(Data excerpts)
■ ■ ■ ■ ■

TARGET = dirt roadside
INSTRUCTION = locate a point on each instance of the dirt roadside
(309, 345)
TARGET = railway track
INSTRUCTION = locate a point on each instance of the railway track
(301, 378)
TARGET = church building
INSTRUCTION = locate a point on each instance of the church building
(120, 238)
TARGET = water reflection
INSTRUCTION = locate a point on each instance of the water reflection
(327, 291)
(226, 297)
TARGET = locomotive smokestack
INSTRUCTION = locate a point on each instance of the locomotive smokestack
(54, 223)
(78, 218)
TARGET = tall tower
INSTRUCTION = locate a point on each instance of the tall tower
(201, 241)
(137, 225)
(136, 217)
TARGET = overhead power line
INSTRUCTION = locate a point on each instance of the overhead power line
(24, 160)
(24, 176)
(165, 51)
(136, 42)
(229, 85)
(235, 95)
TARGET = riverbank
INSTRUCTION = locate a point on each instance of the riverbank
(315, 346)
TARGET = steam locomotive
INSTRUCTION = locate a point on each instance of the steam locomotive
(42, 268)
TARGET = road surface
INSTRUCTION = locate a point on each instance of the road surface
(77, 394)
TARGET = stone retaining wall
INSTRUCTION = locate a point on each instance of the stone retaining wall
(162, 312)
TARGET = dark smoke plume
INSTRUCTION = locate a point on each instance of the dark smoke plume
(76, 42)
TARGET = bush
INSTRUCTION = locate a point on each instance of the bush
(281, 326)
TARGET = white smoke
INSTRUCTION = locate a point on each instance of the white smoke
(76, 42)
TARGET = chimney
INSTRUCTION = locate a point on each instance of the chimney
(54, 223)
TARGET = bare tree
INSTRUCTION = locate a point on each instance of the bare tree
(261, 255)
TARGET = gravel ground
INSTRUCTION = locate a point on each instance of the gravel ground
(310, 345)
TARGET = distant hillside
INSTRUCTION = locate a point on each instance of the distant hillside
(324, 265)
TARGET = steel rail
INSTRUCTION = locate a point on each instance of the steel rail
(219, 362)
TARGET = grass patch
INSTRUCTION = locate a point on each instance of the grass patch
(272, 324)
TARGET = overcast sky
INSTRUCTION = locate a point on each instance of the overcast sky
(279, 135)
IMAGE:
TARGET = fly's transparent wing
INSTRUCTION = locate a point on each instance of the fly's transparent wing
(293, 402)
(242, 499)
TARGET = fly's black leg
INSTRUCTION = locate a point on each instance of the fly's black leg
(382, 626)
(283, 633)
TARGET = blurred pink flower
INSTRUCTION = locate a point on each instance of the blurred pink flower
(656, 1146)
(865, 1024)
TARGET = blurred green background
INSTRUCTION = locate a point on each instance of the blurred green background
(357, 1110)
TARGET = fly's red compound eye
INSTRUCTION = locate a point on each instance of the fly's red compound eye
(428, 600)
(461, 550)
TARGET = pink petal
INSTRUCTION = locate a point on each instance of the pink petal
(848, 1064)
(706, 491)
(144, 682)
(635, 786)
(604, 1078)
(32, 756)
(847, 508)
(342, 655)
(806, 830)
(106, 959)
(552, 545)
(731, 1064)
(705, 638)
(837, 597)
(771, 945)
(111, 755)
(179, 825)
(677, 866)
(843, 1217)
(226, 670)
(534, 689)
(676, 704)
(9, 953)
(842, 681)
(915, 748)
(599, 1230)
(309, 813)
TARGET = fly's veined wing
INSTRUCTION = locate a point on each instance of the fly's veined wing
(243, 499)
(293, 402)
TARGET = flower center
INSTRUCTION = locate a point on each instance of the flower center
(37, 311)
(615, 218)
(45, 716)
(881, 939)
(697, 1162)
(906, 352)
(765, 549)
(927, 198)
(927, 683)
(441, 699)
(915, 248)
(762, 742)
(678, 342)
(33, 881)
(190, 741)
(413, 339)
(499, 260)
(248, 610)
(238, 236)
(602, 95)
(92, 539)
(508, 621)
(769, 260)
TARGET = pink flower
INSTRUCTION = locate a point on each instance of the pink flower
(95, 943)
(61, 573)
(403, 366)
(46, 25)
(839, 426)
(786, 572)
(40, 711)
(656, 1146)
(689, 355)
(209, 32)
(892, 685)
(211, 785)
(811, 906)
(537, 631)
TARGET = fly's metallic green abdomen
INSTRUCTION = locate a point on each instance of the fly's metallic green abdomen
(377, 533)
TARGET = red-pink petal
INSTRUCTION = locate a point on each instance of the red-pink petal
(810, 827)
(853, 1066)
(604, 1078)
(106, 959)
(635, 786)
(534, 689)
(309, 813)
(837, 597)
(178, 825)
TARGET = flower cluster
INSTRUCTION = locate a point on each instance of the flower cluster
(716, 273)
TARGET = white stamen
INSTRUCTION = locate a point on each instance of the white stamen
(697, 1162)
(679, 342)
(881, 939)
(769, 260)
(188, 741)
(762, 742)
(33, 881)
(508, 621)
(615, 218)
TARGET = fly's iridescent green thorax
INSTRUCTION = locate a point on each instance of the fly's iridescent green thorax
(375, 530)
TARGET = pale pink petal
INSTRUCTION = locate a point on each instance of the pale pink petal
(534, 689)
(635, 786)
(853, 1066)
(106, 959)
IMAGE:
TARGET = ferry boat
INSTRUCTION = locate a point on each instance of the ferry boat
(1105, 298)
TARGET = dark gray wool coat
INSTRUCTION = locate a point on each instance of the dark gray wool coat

■ ■ ■ ■ ■

Set down every record above, word for word.

TARGET = dirt roadside
INSTRUCTION = locate a point on each instance of the dirt roadside
(309, 345)
TARGET = railway track
INSTRUCTION = locate a point on each instance of the railway track
(301, 378)
TARGET = church building
INSTRUCTION = locate a point on each instance of the church building
(120, 238)
TARGET = water reflection
INSTRUCTION = locate a point on each instance of the water reflection
(327, 291)
(226, 297)
TARGET = locomotive smokestack
INSTRUCTION = locate a point on each instance of the locomotive smokestack
(54, 223)
(78, 218)
TARGET = tall tower
INSTRUCTION = locate a point on each instance of the tall tower
(201, 241)
(137, 225)
(136, 217)
TARGET = overhead power line
INSTRUCTION = locate a point on each instance of the overhead power line
(24, 160)
(24, 176)
(165, 51)
(136, 42)
(229, 85)
(235, 95)
TARGET = riverbank
INSTRUCTION = locate a point on each instance of the riverbank
(315, 346)
TARGET = steam locomotive
INSTRUCTION = locate a point on each instance of the steam locomotive
(42, 268)
TARGET = road surface
INSTRUCTION = locate a point on each instance of the road surface
(77, 394)
TARGET = stone retaining wall
INSTRUCTION = locate a point on each instance of the stone retaining wall
(162, 312)
TARGET = dark smoke plume
INSTRUCTION = locate a point on each instance of the dark smoke plume
(76, 42)
TARGET = bush
INSTRUCTION = locate a point on each instance of the bush
(281, 326)
TARGET = white smoke
INSTRUCTION = locate a point on each instance of the white smoke
(76, 42)
TARGET = chimney
INSTRUCTION = locate a point on each instance of the chimney
(54, 223)
TARGET = bare tree
INSTRUCTION = locate a point on each instance of the bare tree
(261, 255)
TARGET = gravel ground
INSTRUCTION = locate a point on each instance of the gravel ground
(310, 345)
TARGET = distant hillside
INSTRUCTION = locate a point on each instance of the distant hillside
(324, 265)
TARGET = steel rail
INSTRUCTION = locate a point on each instance of the steel rail
(219, 362)
TARGET = grass patch
INSTRUCTION = locate a point on each instance of the grass patch
(272, 324)
TARGET = overcast sky
INSTRUCTION = locate a point on each instance of the overcast sky
(279, 135)
IMAGE:
TARGET = fly's transparent wing
INSTRUCTION = locate a point on each instance of the fly's transparent wing
(293, 402)
(242, 499)
TARGET = fly's black leg
INSTRUCTION = locate a point on each instance of the fly's black leg
(382, 626)
(283, 633)
TARGET = blurred pink flower
INSTRUCTION = locate a point on each instance of the blurred pink flower
(656, 1146)
(865, 1024)
TARGET = blurred green background
INSTRUCTION = locate a point on each instance of the blurred green background
(357, 1110)
TARGET = fly's red compound eye
INSTRUCTION = locate a point on each instance of the fly's red compound eye
(428, 600)
(461, 550)
TARGET = pink petal
INSTRUCTION = locate a point on each instance of the pink petal
(848, 1064)
(706, 491)
(144, 682)
(635, 786)
(604, 1078)
(32, 756)
(847, 508)
(342, 655)
(806, 830)
(106, 959)
(552, 545)
(731, 1064)
(705, 638)
(837, 597)
(771, 945)
(111, 755)
(179, 825)
(677, 866)
(843, 1217)
(226, 670)
(534, 689)
(676, 704)
(9, 953)
(842, 681)
(915, 748)
(599, 1230)
(309, 813)
TARGET = fly's veined wing
INSTRUCTION = locate a point on each instance of the fly's veined wing
(243, 499)
(293, 402)
TARGET = flower center
INSTRUCTION = locate a point on each instance of the flower center
(37, 311)
(615, 218)
(45, 716)
(881, 939)
(697, 1162)
(906, 352)
(765, 549)
(927, 198)
(927, 683)
(441, 699)
(915, 248)
(762, 742)
(678, 342)
(33, 881)
(190, 741)
(413, 339)
(499, 260)
(248, 610)
(238, 236)
(602, 95)
(92, 539)
(508, 621)
(769, 260)
TARGET = pink flower
INSTRUCTION = locate a point on each instance of the pink flower
(95, 943)
(61, 573)
(403, 366)
(46, 25)
(839, 426)
(786, 572)
(40, 711)
(656, 1146)
(689, 355)
(209, 32)
(892, 685)
(211, 785)
(811, 906)
(537, 631)
TARGET = fly's metallic green abdomen
INSTRUCTION = locate a point on each instance of the fly's metallic green abdomen
(377, 533)
TARGET = red-pink petal
INSTRUCTION = locate a point on each instance of the red-pink petal
(810, 827)
(853, 1066)
(604, 1078)
(106, 959)
(635, 786)
(534, 689)
(309, 813)
(837, 597)
(178, 825)
TARGET = flower cluster
INSTRUCTION = locate a point on each instance of the flower cluster
(716, 273)
TARGET = white stamen
INSTRUCTION = locate a point on each instance of the white stamen
(697, 1162)
(679, 342)
(881, 939)
(769, 260)
(188, 741)
(762, 742)
(33, 881)
(508, 621)
(615, 218)
TARGET = fly's iridescent green thorax
INSTRUCTION = locate a point on each instance of the fly's iridescent green thorax
(375, 530)
TARGET = pale pink petal
INSTRUCTION = locate a point on each instance of the pale pink petal
(534, 689)
(635, 786)
(853, 1066)
(106, 959)
IMAGE:
TARGET = ferry boat
INSTRUCTION = locate a point on each instance of the ferry boat
(1105, 298)
TARGET = dark gray wool coat
INSTRUCTION = locate a point on each instance of the dark gray wool coat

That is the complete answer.